→ **Task input**:
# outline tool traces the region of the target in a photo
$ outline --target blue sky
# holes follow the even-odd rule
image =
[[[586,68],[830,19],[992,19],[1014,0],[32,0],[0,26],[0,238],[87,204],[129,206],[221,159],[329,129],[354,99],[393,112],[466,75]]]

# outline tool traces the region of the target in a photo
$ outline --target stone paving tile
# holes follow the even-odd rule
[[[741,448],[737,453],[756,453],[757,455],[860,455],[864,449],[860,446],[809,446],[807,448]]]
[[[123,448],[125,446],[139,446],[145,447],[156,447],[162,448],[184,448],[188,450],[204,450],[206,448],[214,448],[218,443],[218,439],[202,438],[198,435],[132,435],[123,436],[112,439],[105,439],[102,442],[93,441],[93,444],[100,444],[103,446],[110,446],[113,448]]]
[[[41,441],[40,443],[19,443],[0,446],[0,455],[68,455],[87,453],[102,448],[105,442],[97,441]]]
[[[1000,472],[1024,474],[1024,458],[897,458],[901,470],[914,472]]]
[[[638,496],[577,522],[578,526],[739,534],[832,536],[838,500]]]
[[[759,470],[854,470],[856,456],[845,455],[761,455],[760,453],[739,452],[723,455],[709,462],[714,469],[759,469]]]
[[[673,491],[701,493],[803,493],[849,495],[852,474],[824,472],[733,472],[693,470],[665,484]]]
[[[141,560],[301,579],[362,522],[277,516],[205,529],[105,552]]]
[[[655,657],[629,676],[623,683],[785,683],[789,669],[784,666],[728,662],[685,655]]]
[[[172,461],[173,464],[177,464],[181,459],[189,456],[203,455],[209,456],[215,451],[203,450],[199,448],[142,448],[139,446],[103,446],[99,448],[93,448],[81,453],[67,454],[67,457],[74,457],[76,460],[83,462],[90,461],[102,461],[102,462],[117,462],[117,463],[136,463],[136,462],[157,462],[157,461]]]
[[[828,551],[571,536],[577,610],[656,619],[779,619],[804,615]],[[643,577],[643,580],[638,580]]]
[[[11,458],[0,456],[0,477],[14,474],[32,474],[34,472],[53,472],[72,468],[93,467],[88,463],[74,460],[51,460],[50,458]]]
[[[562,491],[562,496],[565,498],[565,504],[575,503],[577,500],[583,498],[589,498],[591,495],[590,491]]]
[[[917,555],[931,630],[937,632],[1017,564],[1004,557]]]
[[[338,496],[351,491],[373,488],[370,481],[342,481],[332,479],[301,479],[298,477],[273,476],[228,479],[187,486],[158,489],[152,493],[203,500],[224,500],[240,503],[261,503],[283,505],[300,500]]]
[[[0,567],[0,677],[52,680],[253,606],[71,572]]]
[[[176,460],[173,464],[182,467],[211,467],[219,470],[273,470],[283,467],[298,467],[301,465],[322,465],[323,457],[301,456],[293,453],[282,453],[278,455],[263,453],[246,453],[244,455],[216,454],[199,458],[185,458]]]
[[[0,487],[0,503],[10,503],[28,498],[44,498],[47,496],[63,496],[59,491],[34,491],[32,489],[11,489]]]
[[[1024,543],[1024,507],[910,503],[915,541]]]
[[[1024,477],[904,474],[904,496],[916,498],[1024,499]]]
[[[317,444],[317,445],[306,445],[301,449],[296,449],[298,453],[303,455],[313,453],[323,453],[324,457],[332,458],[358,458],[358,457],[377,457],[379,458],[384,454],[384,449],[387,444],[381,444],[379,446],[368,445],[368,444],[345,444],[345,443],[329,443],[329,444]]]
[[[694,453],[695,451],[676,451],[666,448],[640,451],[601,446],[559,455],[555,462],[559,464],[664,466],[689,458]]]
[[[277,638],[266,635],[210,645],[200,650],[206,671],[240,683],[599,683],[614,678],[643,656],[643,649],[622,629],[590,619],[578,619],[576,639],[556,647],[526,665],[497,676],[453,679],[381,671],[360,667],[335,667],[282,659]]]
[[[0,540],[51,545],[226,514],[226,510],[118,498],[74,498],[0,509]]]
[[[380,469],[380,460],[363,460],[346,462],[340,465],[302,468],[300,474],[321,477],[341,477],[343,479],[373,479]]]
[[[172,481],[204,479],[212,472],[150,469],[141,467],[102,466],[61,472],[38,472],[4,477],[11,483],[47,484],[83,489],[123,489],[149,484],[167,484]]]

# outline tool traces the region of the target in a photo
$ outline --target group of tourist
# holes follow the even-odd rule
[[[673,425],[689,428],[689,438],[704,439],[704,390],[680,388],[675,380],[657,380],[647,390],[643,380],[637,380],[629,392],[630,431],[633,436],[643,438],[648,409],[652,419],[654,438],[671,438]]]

→ **Work instructions**: Above are the records; set each one down word for word.

→ **Response area**:
# outline tool traces the region of the target in a photo
$ outline --target blue sky
# holes follow the even-odd rule
image =
[[[586,68],[830,19],[992,19],[1014,0],[32,0],[0,26],[0,238],[87,204],[129,206],[221,159],[329,129],[354,99],[393,112],[466,75]]]

# outline tool traces the region of the target in a photo
$ outline --target stone paving tile
# holes follow the even-odd rule
[[[741,448],[737,453],[756,453],[757,455],[860,455],[864,449],[860,446],[809,446],[807,448]]]
[[[123,448],[125,446],[139,446],[145,447],[156,447],[162,448],[184,448],[188,450],[204,450],[206,448],[214,448],[218,443],[218,439],[202,438],[198,435],[132,435],[123,436],[112,439],[105,439],[102,442],[93,441],[93,444],[100,444],[103,446],[110,446],[113,448]]]
[[[41,441],[40,443],[19,443],[0,446],[0,455],[68,455],[87,453],[102,448],[105,442],[97,441]]]
[[[1000,472],[1024,474],[1024,458],[897,458],[901,470],[914,472]]]
[[[638,496],[577,522],[578,526],[739,534],[832,536],[838,500]]]
[[[759,470],[854,470],[856,456],[845,455],[761,455],[760,453],[739,452],[723,455],[709,462],[714,469],[759,469]]]
[[[673,491],[701,493],[803,493],[849,495],[852,474],[824,472],[733,472],[693,470],[665,484]]]
[[[141,560],[301,579],[362,522],[277,516],[205,529],[105,552]]]
[[[655,657],[629,676],[623,683],[785,683],[789,669],[784,666],[728,662],[685,655]]]
[[[172,461],[173,464],[177,464],[181,459],[189,456],[203,455],[209,456],[215,451],[203,450],[199,448],[142,448],[139,446],[103,446],[99,448],[93,448],[81,453],[67,454],[67,457],[74,457],[76,460],[83,462],[90,461],[102,461],[102,462],[117,462],[117,463],[136,463],[136,462],[157,462],[157,461]]]
[[[828,551],[571,536],[577,610],[656,619],[779,619],[804,615]],[[643,577],[643,580],[638,580]]]
[[[11,458],[0,456],[0,477],[14,474],[32,474],[34,472],[53,472],[72,468],[93,467],[88,463],[74,460],[51,460],[50,458]]]
[[[562,491],[562,496],[565,498],[565,504],[575,503],[577,500],[583,498],[589,498],[591,495],[590,491]]]
[[[917,555],[931,630],[937,632],[1017,564],[1004,557]]]
[[[338,496],[351,491],[373,488],[370,481],[342,481],[332,479],[301,479],[298,477],[273,476],[228,479],[187,486],[158,489],[152,493],[203,500],[224,500],[240,503],[261,503],[283,505],[300,500]]]
[[[0,567],[0,677],[52,680],[253,606],[71,572]]]
[[[176,460],[173,464],[182,467],[211,467],[219,470],[273,470],[283,467],[298,467],[301,465],[322,465],[323,457],[301,456],[293,453],[282,453],[278,455],[263,453],[246,453],[244,455],[216,454],[199,458],[185,458]]]
[[[0,487],[0,503],[10,503],[28,498],[44,498],[47,496],[63,496],[59,491],[34,491],[32,489],[11,489]]]
[[[1024,543],[1024,507],[910,503],[915,541]]]
[[[1024,477],[904,474],[904,496],[916,498],[1024,499]]]
[[[317,444],[317,445],[306,445],[301,449],[296,449],[298,453],[303,455],[313,453],[323,453],[324,457],[332,458],[358,458],[358,457],[377,457],[379,458],[384,454],[384,449],[387,444],[381,444],[379,446],[368,445],[368,444],[345,444],[345,443],[329,443],[329,444]]]
[[[694,453],[695,451],[676,451],[666,448],[640,451],[601,446],[559,455],[555,462],[559,464],[664,466],[689,458]]]
[[[277,638],[266,635],[210,645],[200,650],[206,671],[240,683],[599,683],[614,678],[643,656],[643,649],[622,629],[590,619],[578,619],[576,639],[556,647],[526,665],[497,676],[453,679],[381,671],[360,667],[335,667],[282,659]]]
[[[0,540],[51,545],[226,514],[226,510],[118,498],[74,498],[0,509]]]
[[[380,469],[380,460],[363,460],[346,462],[340,465],[302,468],[300,474],[321,477],[341,477],[343,479],[373,479]]]
[[[172,481],[204,479],[212,472],[150,469],[141,467],[102,466],[61,472],[38,472],[4,477],[11,483],[47,484],[83,489],[123,489],[149,484],[167,484]]]

# outline tool traces the region of the target in a photo
$ outline --target group of tourist
# holes follow the even-odd rule
[[[673,425],[689,428],[689,438],[704,439],[704,390],[680,388],[675,380],[657,380],[647,390],[643,380],[637,380],[629,392],[630,431],[633,436],[643,438],[648,409],[652,419],[654,438],[671,438]]]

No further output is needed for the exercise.